<<<<

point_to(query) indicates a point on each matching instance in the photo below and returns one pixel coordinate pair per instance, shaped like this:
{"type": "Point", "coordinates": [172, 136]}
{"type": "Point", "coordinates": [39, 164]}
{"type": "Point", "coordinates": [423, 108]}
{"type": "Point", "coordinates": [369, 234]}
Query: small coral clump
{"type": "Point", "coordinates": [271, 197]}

>>>>

** DO THIS **
Rewrite the entries above as a JSON list of strings, one string per line, skipping any blank lines.

** TASK SOLUTION **
[
  "point_to(query) indicates a point on each matching instance in the photo below and returns one pixel coordinate pair per instance, shaped like this:",
  "{\"type\": \"Point\", \"coordinates\": [172, 136]}",
  "{\"type\": \"Point\", \"coordinates\": [39, 164]}",
  "{\"type\": \"Point\", \"coordinates\": [423, 108]}",
  "{\"type\": \"Point\", \"coordinates\": [369, 234]}",
  "Query: small coral clump",
  "{\"type\": \"Point\", \"coordinates\": [271, 197]}"
]